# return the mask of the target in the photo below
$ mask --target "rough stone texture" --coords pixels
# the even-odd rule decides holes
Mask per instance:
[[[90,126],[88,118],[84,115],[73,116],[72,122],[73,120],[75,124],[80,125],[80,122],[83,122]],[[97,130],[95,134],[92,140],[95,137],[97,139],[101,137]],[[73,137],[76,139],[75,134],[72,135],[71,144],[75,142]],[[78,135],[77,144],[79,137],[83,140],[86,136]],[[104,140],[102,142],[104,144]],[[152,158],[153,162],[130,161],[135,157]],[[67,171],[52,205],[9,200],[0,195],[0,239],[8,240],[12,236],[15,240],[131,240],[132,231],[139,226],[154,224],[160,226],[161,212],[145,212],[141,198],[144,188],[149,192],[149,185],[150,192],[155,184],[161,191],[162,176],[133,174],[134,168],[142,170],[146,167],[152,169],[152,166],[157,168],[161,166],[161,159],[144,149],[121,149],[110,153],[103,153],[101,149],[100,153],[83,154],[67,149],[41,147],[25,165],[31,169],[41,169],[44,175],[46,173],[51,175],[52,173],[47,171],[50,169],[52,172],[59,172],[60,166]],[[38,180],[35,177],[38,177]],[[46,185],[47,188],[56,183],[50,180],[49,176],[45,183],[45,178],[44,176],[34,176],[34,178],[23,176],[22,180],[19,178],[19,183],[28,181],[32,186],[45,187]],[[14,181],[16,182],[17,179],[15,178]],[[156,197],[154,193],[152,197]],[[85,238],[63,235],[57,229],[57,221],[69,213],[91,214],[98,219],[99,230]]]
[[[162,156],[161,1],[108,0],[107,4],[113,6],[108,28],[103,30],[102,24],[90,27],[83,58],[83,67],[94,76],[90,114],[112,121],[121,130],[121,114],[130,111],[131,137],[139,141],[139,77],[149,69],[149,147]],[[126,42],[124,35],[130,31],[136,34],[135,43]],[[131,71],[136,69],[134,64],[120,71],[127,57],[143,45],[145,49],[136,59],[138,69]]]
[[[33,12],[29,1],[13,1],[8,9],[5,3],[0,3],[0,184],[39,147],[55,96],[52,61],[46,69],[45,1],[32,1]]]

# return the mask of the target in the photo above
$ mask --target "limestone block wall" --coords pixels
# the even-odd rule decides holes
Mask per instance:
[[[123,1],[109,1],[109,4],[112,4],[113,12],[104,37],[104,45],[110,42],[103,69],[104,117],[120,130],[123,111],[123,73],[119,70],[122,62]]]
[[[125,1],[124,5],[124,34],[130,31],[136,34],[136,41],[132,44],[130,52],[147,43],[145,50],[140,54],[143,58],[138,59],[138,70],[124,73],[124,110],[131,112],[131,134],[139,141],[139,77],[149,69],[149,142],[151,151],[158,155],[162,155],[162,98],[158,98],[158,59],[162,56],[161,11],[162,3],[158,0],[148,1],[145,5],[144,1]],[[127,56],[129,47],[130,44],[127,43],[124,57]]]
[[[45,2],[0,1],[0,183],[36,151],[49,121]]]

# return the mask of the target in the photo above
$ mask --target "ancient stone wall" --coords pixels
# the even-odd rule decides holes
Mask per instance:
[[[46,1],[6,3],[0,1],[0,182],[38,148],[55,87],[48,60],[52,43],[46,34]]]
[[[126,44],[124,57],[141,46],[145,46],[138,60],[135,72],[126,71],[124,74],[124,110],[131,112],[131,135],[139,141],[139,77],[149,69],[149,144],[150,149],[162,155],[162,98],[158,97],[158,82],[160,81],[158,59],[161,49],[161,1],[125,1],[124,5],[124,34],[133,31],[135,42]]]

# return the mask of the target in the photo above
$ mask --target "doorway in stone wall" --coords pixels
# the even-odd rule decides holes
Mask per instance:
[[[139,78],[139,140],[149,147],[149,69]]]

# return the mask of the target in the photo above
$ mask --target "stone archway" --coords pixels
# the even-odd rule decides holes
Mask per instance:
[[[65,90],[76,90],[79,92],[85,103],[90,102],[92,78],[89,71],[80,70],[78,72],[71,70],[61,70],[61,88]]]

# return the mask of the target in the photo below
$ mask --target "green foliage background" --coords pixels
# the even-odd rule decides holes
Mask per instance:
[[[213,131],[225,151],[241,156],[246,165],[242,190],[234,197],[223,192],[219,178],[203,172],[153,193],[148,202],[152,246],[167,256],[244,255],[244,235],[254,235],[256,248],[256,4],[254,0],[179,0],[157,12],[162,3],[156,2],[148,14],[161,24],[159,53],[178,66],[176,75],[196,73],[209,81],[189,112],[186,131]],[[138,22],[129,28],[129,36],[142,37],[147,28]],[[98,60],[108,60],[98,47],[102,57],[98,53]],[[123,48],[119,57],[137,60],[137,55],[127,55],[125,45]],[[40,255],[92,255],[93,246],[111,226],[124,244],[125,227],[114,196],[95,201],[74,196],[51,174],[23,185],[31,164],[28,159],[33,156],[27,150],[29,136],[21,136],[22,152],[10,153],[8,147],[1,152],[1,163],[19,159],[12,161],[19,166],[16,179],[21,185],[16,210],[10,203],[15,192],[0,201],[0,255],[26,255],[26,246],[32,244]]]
• • • • • • •
Stated goal: Collect every line of the records above that contains the word "wall".

The solution:
$ mask --target "limestone block wall" --coords pixels
$ mask --target "ancient stone wall" --coords pixels
$ mask --target "doorway in stone wall" --coords pixels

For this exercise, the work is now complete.